Особо стоит сказать о стеллаже с фрагментами снарядов и оружием, уже современными. Это Донбасс с 2014 года по сегодняшний день. Там же хранились фотографии и награды ополченцев, — и необычный листок. Рукописная расписка. Учительница, водившая меня по музею, рассказала ее удивительную историю — документ составили ополченцы, приходившие летом 2014 года в музей за оружием.
К сожалению, времени было немного, я не успел толком расспросить ни об истории музея, ни о визите ополченцев. Но дал себе слово, что еще узнаю всё поподробнее. И вот, спустя пять месяцев я опять приехал в гимназию № 1 для беседы с детьми. Мы вновь встретились с педагогом Викторией Станиславовной Ковалинской, и она обстоятельно и очень живо рассказала о музее, а также историю лета 2014 года, за что ей огромная благодарность. Думаю, читатель найдет в рассказе много важного, ведь в этом школьном музее словно сплелись различные нити истории, составив причудливую ткань. Здесь и герои Великой Отечественной войны, и бравшая с них пример идеалистическая советская молодежь, и новое время Донбасса — эпоха пробуждения и тяжелого испытания.

Исходные материалы

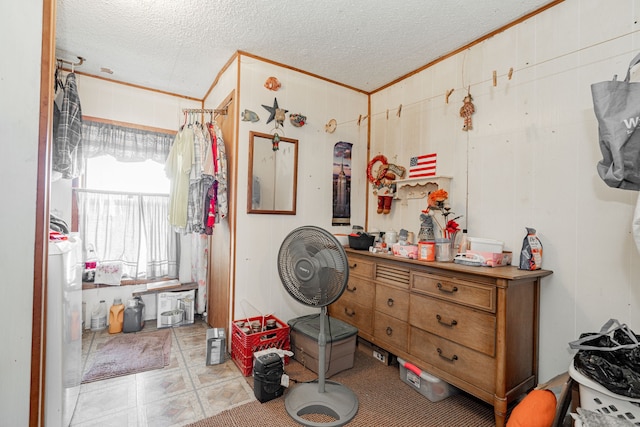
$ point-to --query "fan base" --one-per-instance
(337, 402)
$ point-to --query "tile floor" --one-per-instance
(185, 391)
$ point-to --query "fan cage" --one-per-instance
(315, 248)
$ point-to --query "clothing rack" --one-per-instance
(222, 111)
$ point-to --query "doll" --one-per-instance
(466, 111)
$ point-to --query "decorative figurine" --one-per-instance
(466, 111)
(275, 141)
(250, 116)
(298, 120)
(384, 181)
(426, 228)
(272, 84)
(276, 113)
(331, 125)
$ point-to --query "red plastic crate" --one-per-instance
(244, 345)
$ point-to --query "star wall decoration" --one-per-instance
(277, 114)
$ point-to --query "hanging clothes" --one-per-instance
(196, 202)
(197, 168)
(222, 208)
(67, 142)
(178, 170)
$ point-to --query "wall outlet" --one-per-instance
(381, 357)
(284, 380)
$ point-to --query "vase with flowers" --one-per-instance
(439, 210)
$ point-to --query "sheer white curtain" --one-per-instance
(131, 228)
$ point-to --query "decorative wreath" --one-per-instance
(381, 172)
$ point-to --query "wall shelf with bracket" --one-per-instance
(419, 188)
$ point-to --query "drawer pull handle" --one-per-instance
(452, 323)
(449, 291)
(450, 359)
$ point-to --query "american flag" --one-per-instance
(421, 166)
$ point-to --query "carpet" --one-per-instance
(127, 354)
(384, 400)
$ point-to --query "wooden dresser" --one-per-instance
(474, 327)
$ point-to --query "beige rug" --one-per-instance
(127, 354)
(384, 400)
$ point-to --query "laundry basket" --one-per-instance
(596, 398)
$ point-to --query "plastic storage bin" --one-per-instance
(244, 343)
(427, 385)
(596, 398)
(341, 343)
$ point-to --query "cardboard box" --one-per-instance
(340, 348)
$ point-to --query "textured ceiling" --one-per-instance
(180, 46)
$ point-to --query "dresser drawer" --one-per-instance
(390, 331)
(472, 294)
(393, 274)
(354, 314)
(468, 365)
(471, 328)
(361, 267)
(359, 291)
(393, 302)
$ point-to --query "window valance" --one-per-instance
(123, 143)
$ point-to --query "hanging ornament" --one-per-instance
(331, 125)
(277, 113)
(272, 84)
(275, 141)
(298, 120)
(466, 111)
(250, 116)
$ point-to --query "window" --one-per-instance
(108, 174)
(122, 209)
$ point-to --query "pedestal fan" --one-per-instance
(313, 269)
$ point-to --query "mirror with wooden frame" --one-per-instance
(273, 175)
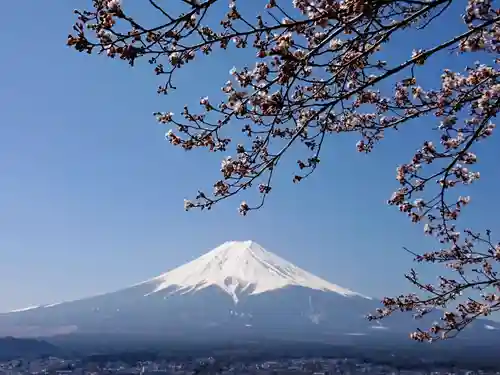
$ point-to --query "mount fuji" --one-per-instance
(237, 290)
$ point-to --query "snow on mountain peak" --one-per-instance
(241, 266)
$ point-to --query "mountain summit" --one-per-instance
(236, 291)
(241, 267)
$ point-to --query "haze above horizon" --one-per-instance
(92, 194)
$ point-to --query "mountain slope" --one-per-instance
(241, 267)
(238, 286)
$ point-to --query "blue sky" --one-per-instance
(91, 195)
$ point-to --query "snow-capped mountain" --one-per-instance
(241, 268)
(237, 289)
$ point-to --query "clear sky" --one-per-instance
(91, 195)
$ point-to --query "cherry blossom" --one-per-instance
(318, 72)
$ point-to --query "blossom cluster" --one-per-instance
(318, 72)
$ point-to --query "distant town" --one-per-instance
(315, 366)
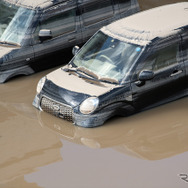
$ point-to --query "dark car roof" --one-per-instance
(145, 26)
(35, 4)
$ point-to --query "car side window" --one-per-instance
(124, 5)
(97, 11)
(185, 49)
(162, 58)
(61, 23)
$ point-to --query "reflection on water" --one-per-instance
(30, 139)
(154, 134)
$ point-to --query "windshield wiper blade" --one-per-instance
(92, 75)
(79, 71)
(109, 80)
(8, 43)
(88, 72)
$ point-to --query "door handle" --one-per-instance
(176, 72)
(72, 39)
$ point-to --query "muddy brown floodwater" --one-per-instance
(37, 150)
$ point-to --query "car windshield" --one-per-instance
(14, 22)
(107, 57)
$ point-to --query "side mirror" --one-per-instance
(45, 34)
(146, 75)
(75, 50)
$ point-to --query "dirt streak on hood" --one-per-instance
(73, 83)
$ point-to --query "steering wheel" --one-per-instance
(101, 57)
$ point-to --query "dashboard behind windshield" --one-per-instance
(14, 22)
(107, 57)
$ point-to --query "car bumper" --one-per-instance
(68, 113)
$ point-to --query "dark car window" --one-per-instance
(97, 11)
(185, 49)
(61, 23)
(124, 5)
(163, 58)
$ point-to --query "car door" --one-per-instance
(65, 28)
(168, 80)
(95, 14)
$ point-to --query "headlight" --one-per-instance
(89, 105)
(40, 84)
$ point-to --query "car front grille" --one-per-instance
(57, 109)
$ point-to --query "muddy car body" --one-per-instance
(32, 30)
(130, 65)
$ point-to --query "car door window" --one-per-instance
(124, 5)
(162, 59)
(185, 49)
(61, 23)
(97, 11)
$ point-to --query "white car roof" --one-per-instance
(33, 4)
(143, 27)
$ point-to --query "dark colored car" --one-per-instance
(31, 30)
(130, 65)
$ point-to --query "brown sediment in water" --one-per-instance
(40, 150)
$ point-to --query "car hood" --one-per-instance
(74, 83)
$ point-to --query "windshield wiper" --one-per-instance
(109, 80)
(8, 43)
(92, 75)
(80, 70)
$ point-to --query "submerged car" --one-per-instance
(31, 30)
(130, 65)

--

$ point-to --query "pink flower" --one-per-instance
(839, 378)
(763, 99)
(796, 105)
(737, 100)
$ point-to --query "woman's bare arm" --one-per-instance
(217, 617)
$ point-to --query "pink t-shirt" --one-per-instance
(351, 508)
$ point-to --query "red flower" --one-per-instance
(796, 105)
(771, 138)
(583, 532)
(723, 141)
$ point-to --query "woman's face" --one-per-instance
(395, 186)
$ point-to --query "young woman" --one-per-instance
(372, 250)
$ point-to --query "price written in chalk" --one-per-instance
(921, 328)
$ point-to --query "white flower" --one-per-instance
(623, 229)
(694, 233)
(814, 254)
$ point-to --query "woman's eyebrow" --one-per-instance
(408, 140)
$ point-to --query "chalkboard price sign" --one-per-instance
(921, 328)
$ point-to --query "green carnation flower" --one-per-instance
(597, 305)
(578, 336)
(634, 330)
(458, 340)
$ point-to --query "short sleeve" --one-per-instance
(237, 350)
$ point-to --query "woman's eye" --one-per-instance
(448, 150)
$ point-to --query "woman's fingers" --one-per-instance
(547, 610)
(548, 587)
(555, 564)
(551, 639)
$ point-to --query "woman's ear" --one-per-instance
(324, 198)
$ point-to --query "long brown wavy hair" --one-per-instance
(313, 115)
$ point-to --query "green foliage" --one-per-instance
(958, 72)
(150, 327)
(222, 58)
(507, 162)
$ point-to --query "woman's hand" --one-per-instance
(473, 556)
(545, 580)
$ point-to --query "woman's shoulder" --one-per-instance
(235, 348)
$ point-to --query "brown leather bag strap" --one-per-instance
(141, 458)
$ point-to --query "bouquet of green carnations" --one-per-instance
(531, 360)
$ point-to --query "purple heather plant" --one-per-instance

Задание A
Определите, соответствуют ли тексту о школьном музее утверждения (i), (ii) и (iii). Для каждого ответьте «да» или «нет» и приведите точную цитату из текста, на которой основан ответ.

(i) Рукописную расписку составили ополченцы, которые летом 2014 года приходили в музей за оружием.
(ii) Во время первого посещения автор подробно расспросил об истории музея.
(iii) Автор снова приехал в гимназию № 1 спустя пять месяцев.
Задание B
Выпишите из текста о школьном музее отрывок без изменений. Начните с места, где стоят слова «К сожалению, времени», и закончите словами «и тяжелого испытания.».
Приведённые строки для работы не нужны.

Полный ответ A
(i) Да: «документ составили ополченцы, приходившие летом 2014 года в музей за оружием».
(ii) Нет: «я не успел толком расспросить ни об истории музея, ни о визите ополченцев».
(iii) Да: «спустя пять месяцев я опять приехал в гимназию № 1».

Полный ответ B
К сожалению, времени было немного, я не успел толком расспросить ни об истории музея, ни о визите ополченцев. Но дал себе слово, что еще узнаю всё поподробнее. И вот, спустя пять месяцев я опять приехал в гимназию № 1 для беседы с детьми. Мы вновь встретились с педагогом Викторией Станиславовной Ковалинской, и она обстоятельно и очень живо рассказала о музее, а также историю лета 2014 года, за что ей огромная благодарность. Думаю, читатель найдет в рассказе много важного, ведь в этом школьном музее словно сплелись различные нити истории, составив причудливую ткань. Здесь и герои Великой Отечественной войны, и бравшая с них пример идеалистическая советская молодежь, и новое время Донбасса — эпоха пробуждения и тяжелого испытания.